▸ Material shown
______
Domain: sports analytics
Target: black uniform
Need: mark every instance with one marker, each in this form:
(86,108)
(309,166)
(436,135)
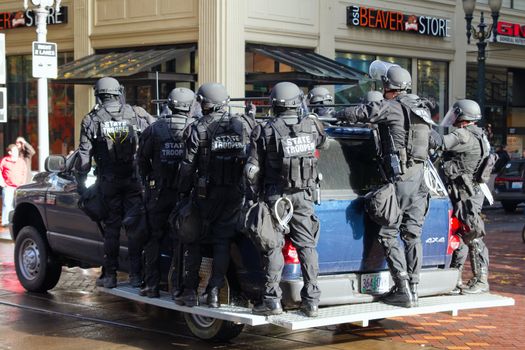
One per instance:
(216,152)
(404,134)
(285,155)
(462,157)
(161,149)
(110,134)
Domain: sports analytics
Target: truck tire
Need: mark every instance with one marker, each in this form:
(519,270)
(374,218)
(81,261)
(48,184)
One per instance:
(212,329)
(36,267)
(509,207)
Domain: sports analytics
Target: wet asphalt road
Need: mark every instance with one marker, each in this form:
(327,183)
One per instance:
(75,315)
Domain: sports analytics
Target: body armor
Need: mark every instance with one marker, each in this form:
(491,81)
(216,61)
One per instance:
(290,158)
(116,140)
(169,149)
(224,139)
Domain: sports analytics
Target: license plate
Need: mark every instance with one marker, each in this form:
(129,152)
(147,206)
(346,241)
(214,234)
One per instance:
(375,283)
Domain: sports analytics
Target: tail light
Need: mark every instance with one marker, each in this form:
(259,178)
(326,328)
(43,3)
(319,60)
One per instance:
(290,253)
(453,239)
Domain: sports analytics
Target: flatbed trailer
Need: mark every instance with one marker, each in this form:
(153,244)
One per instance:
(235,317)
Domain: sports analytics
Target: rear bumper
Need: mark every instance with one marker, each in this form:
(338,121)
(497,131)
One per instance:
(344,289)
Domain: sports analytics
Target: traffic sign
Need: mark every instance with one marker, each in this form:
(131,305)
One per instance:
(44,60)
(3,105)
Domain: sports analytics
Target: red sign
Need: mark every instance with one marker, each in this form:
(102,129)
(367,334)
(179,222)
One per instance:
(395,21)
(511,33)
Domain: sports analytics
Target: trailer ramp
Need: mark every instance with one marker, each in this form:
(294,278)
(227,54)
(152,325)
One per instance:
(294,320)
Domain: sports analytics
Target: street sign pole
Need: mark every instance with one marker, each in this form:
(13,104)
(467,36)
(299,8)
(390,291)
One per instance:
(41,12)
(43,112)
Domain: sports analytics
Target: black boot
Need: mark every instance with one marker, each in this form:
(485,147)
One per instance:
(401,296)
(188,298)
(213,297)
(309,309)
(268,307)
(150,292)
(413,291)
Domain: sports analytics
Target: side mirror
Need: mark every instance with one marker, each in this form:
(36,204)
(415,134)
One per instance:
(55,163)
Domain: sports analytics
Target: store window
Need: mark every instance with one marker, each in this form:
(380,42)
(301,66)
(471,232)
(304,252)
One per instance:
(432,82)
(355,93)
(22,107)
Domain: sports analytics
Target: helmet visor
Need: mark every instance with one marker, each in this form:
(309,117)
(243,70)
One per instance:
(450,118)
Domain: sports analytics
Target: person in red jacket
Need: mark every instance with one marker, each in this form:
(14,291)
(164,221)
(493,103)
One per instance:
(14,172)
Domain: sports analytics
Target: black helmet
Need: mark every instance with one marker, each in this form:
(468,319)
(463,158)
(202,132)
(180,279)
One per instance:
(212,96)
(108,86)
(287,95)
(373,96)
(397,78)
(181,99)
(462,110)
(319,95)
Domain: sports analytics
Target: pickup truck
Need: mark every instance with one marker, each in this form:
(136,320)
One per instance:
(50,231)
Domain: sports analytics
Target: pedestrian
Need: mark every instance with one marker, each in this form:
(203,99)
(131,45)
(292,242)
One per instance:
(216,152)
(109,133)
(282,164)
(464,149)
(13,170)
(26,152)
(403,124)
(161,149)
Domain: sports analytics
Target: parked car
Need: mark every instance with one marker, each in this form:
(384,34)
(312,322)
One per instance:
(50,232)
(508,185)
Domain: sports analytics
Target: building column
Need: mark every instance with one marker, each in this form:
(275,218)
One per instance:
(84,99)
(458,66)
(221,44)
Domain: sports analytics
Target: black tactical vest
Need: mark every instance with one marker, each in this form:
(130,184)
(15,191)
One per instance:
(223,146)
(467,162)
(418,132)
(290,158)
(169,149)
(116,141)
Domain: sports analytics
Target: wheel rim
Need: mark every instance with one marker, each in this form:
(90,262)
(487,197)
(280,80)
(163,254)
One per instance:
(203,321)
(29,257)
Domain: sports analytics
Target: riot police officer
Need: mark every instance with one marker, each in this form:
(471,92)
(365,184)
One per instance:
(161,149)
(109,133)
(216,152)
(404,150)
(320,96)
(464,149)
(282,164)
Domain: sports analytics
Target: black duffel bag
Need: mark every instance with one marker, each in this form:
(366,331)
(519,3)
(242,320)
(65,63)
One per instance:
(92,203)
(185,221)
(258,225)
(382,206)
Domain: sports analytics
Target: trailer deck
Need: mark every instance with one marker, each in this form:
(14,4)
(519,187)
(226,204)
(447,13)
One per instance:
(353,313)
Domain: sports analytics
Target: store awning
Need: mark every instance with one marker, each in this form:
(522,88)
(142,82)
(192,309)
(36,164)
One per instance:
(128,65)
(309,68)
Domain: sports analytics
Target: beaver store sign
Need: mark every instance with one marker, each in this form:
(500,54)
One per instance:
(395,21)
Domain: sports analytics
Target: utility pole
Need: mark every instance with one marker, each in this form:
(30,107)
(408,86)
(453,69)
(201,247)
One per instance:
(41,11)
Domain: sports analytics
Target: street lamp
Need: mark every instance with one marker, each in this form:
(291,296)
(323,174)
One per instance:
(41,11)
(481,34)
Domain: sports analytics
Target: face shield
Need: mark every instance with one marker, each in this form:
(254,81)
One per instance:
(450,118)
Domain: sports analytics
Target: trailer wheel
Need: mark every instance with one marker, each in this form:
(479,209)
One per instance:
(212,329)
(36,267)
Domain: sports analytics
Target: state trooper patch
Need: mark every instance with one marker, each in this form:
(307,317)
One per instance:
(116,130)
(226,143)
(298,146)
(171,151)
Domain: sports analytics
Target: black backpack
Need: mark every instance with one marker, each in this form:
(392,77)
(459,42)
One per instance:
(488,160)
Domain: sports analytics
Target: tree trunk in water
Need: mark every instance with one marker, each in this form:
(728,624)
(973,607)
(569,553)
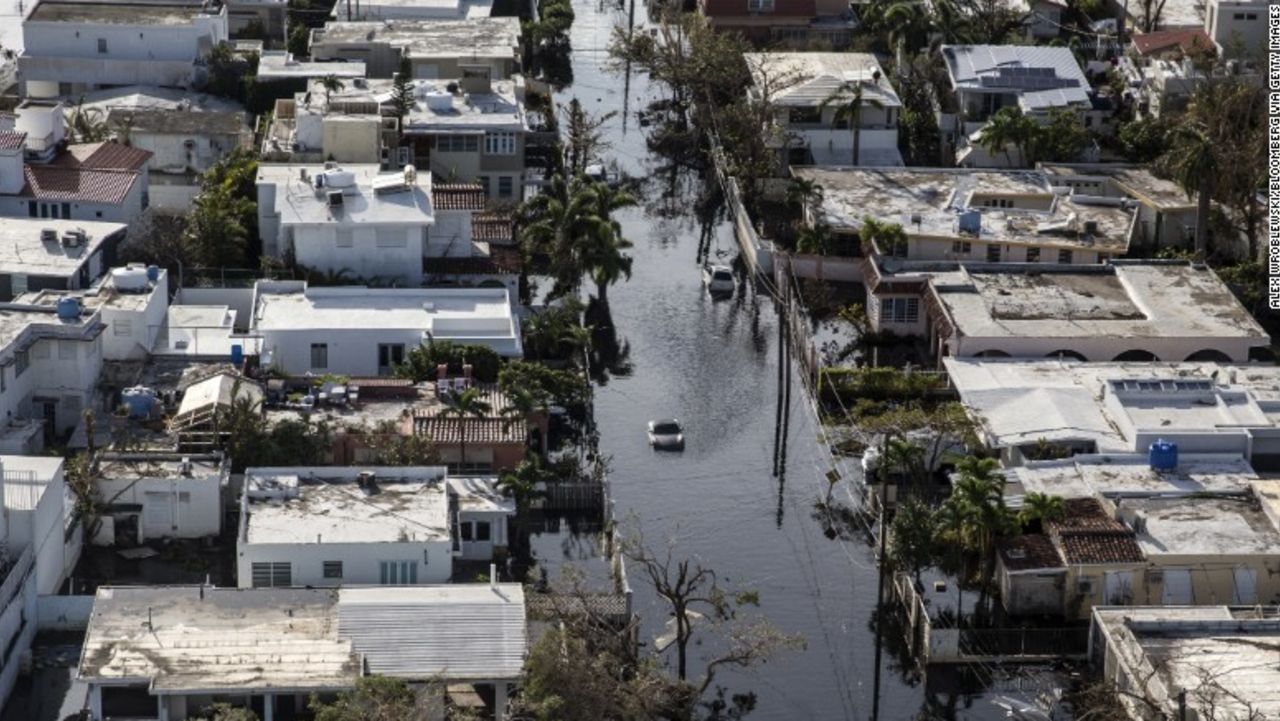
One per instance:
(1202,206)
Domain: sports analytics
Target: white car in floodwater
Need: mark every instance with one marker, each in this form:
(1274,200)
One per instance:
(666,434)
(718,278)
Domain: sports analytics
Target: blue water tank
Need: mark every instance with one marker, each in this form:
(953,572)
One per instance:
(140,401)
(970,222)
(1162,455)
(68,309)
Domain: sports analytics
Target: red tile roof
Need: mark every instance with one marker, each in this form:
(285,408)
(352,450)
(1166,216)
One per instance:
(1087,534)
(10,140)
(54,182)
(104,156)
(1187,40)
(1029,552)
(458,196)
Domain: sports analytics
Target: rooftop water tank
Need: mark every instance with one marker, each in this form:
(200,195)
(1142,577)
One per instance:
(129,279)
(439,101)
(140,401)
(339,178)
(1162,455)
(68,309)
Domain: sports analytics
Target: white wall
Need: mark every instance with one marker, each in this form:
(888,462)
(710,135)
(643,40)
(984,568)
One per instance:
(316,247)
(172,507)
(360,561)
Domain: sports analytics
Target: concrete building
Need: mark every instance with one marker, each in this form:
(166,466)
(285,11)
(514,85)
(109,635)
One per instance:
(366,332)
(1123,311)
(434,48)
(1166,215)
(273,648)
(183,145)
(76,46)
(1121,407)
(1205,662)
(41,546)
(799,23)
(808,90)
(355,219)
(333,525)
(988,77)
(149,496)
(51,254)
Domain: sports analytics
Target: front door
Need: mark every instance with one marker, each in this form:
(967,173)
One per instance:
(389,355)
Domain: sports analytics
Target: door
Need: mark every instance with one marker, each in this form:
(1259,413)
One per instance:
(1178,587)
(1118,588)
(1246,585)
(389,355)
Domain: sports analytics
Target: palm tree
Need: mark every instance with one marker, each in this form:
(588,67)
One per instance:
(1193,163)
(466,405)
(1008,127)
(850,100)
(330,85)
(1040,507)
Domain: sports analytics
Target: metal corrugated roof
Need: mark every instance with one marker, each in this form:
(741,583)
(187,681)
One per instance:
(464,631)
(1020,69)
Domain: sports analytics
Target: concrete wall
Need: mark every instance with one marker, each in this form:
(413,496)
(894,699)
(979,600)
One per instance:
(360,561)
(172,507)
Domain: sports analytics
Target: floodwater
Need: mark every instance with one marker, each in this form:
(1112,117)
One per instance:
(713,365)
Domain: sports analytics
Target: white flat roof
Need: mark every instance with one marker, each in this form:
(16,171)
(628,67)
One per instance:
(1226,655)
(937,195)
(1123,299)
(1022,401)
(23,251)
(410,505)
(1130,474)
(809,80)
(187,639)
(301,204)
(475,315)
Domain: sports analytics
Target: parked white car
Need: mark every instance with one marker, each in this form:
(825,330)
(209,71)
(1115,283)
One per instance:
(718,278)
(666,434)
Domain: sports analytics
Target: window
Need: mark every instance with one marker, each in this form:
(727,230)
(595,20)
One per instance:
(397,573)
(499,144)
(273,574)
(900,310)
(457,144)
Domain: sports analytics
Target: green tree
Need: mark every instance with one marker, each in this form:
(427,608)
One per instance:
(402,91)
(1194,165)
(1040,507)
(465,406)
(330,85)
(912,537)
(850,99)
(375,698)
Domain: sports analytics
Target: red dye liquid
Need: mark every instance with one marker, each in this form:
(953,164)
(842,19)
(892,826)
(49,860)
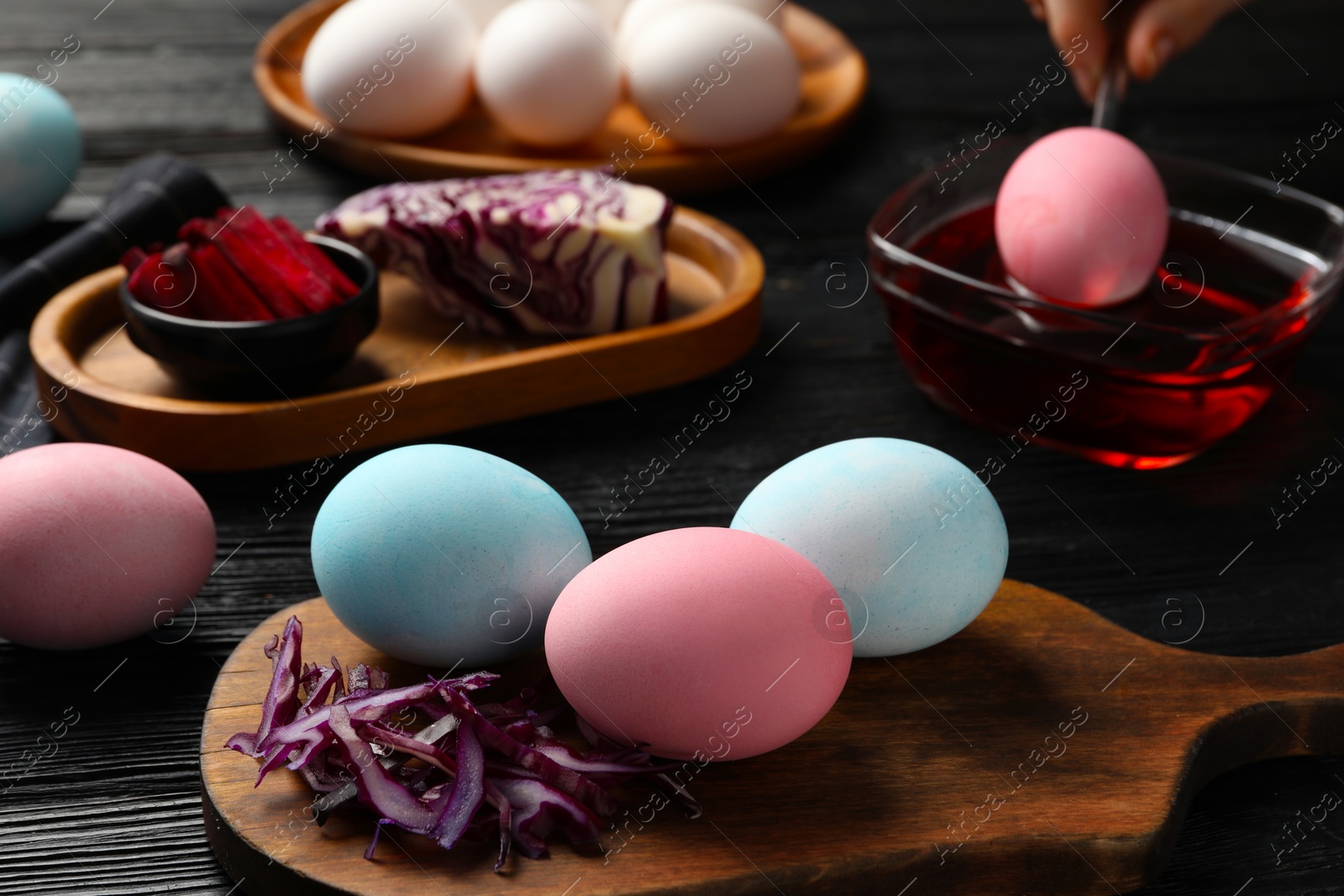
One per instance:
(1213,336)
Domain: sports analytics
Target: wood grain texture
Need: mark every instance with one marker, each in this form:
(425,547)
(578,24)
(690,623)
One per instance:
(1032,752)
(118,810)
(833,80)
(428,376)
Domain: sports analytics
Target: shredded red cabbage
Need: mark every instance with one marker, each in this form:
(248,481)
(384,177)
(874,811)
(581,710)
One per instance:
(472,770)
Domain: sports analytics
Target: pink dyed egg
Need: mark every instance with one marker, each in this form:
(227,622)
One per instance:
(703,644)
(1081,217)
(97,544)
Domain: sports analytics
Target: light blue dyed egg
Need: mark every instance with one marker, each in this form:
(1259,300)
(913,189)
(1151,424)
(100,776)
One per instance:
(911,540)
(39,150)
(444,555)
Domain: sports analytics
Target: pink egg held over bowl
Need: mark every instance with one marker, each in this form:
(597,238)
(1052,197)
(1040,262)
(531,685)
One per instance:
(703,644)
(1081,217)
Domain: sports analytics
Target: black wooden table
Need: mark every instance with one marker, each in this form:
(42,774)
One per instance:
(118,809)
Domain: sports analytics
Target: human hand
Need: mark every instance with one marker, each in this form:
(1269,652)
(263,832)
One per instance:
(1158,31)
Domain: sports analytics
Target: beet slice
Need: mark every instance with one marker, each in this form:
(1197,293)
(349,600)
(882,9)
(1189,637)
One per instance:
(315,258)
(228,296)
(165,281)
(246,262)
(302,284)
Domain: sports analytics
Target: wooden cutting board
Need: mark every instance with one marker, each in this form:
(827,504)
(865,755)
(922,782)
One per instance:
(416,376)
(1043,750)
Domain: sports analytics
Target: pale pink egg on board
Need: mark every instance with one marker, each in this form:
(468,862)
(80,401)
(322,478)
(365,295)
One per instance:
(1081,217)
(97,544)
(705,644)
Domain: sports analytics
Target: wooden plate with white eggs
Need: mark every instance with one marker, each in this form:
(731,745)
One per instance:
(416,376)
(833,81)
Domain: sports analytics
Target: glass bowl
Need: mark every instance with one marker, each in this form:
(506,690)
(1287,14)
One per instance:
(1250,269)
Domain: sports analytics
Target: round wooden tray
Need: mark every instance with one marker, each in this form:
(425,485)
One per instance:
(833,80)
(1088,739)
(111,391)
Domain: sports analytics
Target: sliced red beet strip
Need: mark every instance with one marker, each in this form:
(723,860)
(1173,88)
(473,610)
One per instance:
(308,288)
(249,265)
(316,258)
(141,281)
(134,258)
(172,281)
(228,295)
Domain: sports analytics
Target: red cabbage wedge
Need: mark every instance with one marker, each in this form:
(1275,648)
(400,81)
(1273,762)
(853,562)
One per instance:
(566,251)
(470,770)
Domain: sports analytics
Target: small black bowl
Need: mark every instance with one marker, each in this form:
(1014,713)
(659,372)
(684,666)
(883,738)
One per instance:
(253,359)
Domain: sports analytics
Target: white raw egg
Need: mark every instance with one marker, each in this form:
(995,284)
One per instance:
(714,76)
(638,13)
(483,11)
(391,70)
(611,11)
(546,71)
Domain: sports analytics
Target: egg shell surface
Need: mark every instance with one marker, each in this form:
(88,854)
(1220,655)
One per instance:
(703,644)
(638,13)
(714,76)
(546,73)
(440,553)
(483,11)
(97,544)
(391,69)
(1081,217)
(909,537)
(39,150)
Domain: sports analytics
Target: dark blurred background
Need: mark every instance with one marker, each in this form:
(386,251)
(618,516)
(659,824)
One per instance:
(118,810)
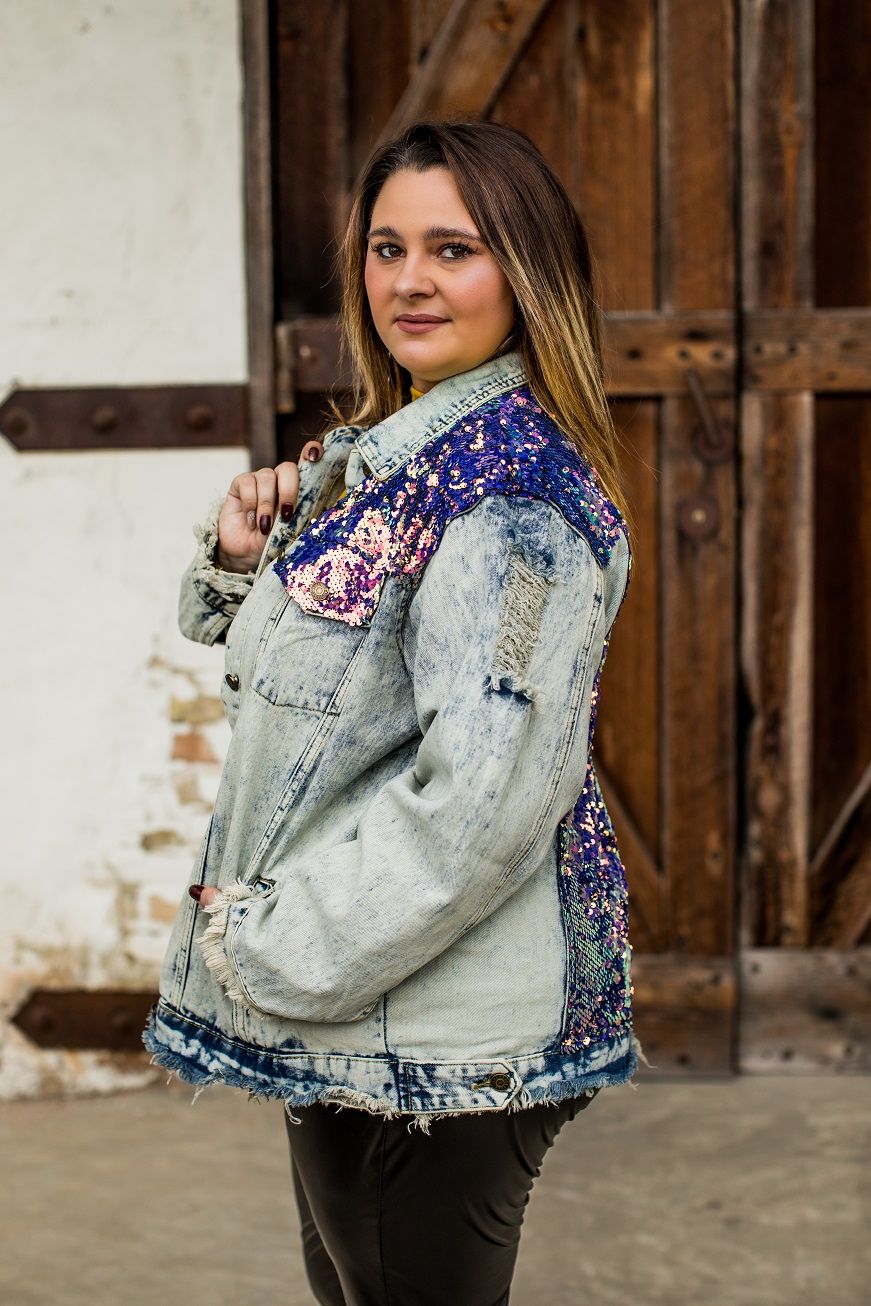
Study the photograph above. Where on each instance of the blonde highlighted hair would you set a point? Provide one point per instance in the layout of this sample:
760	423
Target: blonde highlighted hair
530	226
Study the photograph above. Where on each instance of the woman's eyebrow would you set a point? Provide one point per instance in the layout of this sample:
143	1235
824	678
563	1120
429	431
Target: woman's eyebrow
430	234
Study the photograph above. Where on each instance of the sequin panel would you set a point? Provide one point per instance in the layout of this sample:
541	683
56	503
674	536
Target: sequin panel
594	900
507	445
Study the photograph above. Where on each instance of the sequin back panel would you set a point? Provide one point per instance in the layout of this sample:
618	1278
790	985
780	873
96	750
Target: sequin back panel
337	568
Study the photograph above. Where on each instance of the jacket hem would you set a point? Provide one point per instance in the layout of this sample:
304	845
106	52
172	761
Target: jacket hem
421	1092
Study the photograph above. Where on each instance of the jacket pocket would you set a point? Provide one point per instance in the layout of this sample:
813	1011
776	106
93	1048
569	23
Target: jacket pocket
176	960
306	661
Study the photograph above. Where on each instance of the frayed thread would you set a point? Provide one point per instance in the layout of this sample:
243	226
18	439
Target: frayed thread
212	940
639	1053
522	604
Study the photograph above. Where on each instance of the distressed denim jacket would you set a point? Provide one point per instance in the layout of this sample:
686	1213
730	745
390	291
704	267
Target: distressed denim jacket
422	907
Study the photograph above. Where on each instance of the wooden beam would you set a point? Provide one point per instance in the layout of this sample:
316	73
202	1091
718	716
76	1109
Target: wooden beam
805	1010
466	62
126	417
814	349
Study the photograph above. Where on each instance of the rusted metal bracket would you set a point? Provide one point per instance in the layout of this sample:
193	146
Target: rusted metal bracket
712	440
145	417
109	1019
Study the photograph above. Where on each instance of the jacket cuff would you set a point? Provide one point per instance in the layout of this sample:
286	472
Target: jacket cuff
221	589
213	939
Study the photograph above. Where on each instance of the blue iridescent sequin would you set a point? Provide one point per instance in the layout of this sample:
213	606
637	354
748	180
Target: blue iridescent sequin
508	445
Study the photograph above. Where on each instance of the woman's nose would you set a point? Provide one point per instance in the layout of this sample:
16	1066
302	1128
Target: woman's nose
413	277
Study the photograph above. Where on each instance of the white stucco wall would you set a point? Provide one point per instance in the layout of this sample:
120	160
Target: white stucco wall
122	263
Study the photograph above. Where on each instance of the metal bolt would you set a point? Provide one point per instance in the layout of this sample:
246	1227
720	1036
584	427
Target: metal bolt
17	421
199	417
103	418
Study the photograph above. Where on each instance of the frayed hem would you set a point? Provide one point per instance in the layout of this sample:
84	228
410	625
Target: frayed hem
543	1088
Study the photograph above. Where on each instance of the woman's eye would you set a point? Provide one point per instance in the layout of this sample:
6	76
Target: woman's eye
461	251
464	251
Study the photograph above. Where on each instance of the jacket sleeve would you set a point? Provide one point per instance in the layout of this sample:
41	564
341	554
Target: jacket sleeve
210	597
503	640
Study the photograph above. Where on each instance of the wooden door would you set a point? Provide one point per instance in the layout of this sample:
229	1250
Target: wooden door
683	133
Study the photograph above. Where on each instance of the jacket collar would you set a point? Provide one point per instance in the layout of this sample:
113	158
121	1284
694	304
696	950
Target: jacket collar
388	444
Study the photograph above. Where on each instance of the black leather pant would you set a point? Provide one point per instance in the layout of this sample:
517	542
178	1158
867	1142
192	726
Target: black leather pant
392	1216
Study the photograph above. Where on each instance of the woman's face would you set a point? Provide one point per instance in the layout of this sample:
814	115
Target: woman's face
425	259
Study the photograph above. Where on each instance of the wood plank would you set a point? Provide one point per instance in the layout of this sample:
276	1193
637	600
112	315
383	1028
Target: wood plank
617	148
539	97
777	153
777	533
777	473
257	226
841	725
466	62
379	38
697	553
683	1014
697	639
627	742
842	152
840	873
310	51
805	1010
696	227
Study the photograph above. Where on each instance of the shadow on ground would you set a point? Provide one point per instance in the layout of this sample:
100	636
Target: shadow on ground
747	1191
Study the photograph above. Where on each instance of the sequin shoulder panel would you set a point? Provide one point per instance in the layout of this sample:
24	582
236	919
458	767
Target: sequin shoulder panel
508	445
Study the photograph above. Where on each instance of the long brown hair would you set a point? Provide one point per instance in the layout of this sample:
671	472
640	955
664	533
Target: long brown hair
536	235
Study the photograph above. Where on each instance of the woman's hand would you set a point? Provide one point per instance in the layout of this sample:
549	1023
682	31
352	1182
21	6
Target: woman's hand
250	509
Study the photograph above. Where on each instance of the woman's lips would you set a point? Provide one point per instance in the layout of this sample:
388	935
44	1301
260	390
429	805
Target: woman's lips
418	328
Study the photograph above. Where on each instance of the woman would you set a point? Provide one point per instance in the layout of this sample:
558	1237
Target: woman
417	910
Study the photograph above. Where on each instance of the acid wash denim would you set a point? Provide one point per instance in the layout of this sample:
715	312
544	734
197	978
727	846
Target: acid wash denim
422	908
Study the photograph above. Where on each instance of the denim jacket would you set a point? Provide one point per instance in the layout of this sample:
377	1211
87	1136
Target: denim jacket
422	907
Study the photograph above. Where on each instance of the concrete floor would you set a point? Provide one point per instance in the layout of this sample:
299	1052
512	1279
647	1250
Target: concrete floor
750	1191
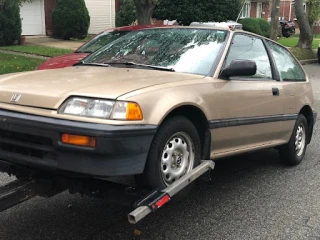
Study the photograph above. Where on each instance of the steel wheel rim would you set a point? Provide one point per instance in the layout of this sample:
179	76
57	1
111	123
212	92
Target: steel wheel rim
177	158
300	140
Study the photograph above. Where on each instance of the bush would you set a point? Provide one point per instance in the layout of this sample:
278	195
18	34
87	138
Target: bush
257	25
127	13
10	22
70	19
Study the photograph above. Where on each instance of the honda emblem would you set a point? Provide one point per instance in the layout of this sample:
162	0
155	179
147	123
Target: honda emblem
______
▸ What the exercise asks
Extract every line containing the string "cabbage" from the material.

▸ Exercise output
Target: shredded red cabbage
Target: red cabbage wedge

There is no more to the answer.